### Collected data
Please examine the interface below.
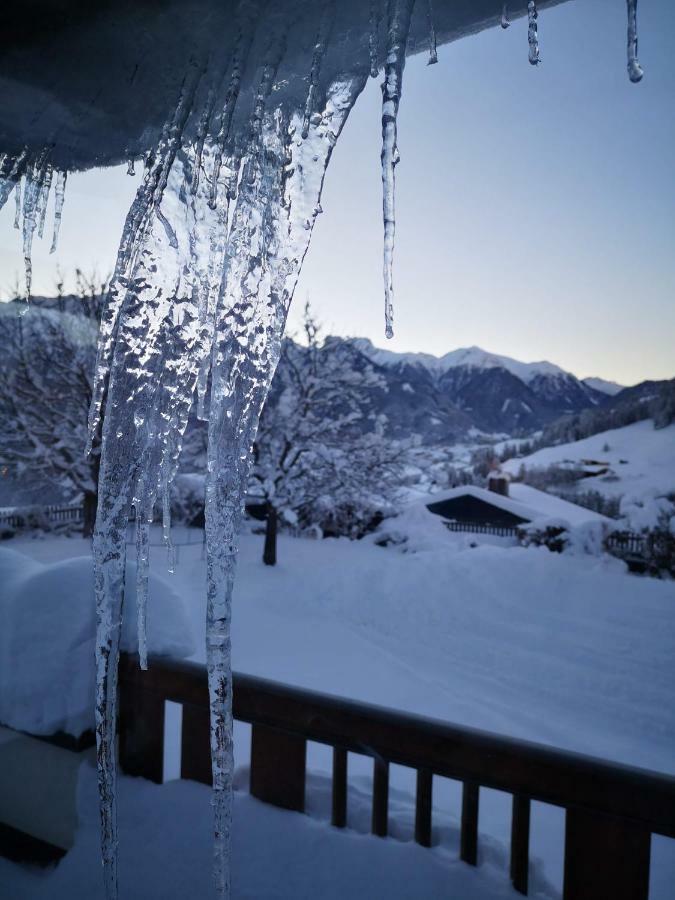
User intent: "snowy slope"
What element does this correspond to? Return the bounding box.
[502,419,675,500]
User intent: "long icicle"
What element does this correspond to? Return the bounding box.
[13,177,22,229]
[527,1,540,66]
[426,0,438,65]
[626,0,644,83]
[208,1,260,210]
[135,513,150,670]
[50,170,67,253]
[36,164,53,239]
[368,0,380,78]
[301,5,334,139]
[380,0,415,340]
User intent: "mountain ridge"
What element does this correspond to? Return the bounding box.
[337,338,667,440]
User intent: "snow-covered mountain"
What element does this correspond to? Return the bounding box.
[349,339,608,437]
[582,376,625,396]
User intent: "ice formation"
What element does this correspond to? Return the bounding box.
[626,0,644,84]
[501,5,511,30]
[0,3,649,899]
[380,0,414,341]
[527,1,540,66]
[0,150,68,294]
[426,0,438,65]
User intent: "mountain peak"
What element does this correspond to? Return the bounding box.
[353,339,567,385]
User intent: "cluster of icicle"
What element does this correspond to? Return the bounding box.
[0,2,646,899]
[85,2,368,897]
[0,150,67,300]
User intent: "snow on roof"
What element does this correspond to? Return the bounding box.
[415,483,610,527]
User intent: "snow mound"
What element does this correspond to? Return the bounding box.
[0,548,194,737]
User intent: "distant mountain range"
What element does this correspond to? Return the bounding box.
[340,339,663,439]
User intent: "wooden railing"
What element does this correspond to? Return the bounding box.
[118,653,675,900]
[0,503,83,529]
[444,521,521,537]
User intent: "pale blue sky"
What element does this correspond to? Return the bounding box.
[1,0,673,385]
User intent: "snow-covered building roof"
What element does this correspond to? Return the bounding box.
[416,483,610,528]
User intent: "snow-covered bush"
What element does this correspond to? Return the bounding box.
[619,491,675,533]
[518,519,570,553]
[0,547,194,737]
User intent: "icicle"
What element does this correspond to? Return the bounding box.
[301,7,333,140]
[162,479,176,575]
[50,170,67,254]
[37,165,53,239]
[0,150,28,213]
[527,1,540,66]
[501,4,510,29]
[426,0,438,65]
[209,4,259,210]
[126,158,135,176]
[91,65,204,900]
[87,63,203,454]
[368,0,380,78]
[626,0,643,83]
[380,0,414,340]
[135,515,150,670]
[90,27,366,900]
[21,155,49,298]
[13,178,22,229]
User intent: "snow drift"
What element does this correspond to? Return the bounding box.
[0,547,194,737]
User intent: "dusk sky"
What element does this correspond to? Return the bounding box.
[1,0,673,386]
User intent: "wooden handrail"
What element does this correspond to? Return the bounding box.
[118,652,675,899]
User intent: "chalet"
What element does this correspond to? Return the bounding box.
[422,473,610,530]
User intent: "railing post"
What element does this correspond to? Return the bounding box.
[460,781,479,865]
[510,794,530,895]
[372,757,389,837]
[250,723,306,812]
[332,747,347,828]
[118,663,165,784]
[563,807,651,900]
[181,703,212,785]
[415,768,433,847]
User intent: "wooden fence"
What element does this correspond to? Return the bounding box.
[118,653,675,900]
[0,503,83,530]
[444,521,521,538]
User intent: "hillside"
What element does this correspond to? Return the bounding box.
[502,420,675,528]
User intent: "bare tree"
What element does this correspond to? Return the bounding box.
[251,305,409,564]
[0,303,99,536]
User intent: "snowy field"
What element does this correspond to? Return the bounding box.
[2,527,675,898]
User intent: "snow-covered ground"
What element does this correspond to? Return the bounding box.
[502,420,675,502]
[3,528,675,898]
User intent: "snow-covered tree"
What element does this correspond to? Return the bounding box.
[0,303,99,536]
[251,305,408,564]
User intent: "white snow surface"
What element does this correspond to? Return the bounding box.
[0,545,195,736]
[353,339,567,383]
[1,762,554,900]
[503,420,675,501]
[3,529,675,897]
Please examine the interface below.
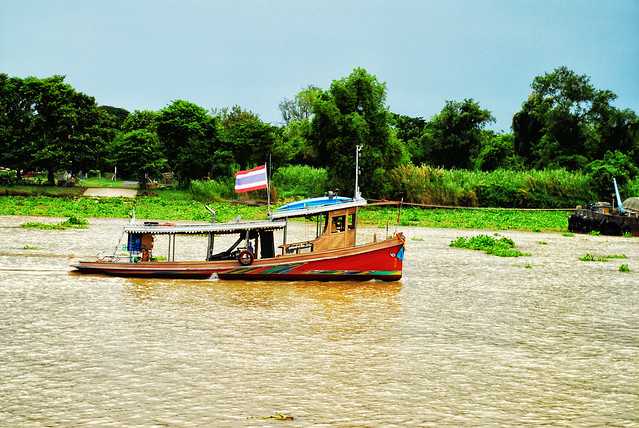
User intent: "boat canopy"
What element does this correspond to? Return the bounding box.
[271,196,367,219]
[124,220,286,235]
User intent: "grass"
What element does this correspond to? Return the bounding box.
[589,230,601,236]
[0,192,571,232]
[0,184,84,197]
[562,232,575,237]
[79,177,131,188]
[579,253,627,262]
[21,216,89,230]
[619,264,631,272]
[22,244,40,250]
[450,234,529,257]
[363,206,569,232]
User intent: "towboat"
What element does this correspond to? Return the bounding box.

### What the exercise asks
Each line of the data above must be reproduced as written. Skip the pictures.

### Exercise result
Please examine the interface below.
User intent: "snowy slope"
What element does this correspond to? Return the bounding box.
[502,419,675,500]
User intent: "long icicle"
What element does this correspond to? Return the bounding box.
[13,177,22,229]
[527,1,540,66]
[426,0,438,65]
[626,0,644,83]
[208,1,260,210]
[135,513,150,670]
[50,170,67,253]
[36,164,53,239]
[368,0,380,78]
[301,5,334,139]
[380,0,415,340]
User intent: "mountain ridge"
What element does this correspond to? Return the bounding box.
[337,338,667,440]
User intent: "snow-covered mountain"
What element does this correspond to? Return the bounding box.
[349,339,608,437]
[582,376,625,396]
User intent: "ice formation"
What element does this correspond to? Return the bounding box.
[626,0,644,84]
[501,5,511,30]
[0,3,649,899]
[380,0,414,341]
[527,1,540,66]
[0,150,68,294]
[426,0,438,65]
User intent: "mountain peak"
What element does this correspond to? Return the bounding box.
[353,339,567,385]
User intent: "cluster of icicle"
What element does this correspond to? Return the bounding box.
[0,2,646,899]
[85,2,368,897]
[0,150,67,300]
User intent: "snow on roof"
What element does this correspond to? Return the bounding box.
[415,483,610,527]
User intent: "snow mound"
What element does this correspond to? Return the bounding box.
[0,548,194,737]
User intent: "distant mountain range"
What element does this correspond to? Return the bounding box.
[340,339,663,439]
User intent: "wooden railing"
What element does this correspond to? Return the bounding box.
[118,653,675,900]
[0,503,83,529]
[444,521,521,537]
User intent: "pale blue sky"
What element does this correspond to? Return the bounding box.
[1,0,673,385]
User intent: "snow-covered building roof"
What element does this correspond to? Return the bounding box.
[416,483,610,528]
User intent: "snow-covered bush"
What element does this correspond to? Return the bounding box.
[619,491,675,533]
[518,519,570,553]
[0,547,194,737]
User intent: "icicle"
What element does this correspond to? Return the bounding box.
[301,7,333,140]
[162,479,176,575]
[50,170,67,254]
[37,165,53,239]
[0,150,28,213]
[527,1,540,66]
[501,4,510,29]
[426,0,438,65]
[209,4,259,210]
[126,158,135,176]
[91,65,204,900]
[87,63,203,454]
[368,0,380,78]
[626,0,643,83]
[380,0,414,340]
[135,515,150,670]
[90,27,366,900]
[21,155,49,298]
[13,178,22,229]
User intent: "snow drift"
What element does this correspond to? Return the bounding box.
[0,547,194,737]
User intent: "dusk sky"
What element does this correspond to? Return the bounding box.
[1,0,673,386]
User intent: "wooden handrail"
What element does this correspond to? Return the bounding box.
[118,652,675,899]
User intent: "chalet"
What element does this correspond to? Return the bounding box.
[422,473,610,530]
User intent: "railing post"
What element does this correspond to? Return the bounding box.
[460,781,479,865]
[510,794,530,895]
[372,757,389,837]
[250,723,306,812]
[332,747,347,828]
[118,663,165,784]
[563,807,651,900]
[181,703,212,785]
[415,768,433,847]
User intent: "wooden fence"
What element does this correspond to? Return the bounding box.
[118,653,675,900]
[0,503,83,530]
[444,521,521,538]
User intent: "hillside"
What element does this correspond to? Return the bounding box.
[502,420,675,528]
User intent: "bare tree"
What element does this correspond to? Return the bounding box.
[251,305,409,564]
[0,303,99,536]
User intent: "snowy field"
What element does this correspond to? Return the bounding box.
[2,527,675,898]
User intent: "snow-covered ground"
What element does this correspond to? Return the bounding box.
[502,420,675,502]
[3,528,675,898]
User intent: "snow-covered tree"
What element does this correspond to? Return the bounding box.
[0,303,99,536]
[251,305,408,564]
User intent: "white snow surface"
What element does this correspond to? Return the bounding box.
[0,545,195,736]
[353,339,567,383]
[1,762,554,900]
[503,420,675,501]
[3,529,675,897]
Please examine the interface below.
User intent: "boat canopy"
What element does this correspond to? Return the bounding box.
[271,196,367,219]
[124,220,286,235]
User intent: "grass"
What element does this correspond to? Return the bounding box.
[589,230,601,236]
[0,192,571,232]
[0,184,84,197]
[562,232,575,237]
[79,177,131,188]
[579,253,627,262]
[21,216,89,230]
[619,264,631,272]
[22,244,40,250]
[450,234,529,257]
[363,206,569,232]
User intent: "towboat"
What element does this correspond to? Return the bounding box.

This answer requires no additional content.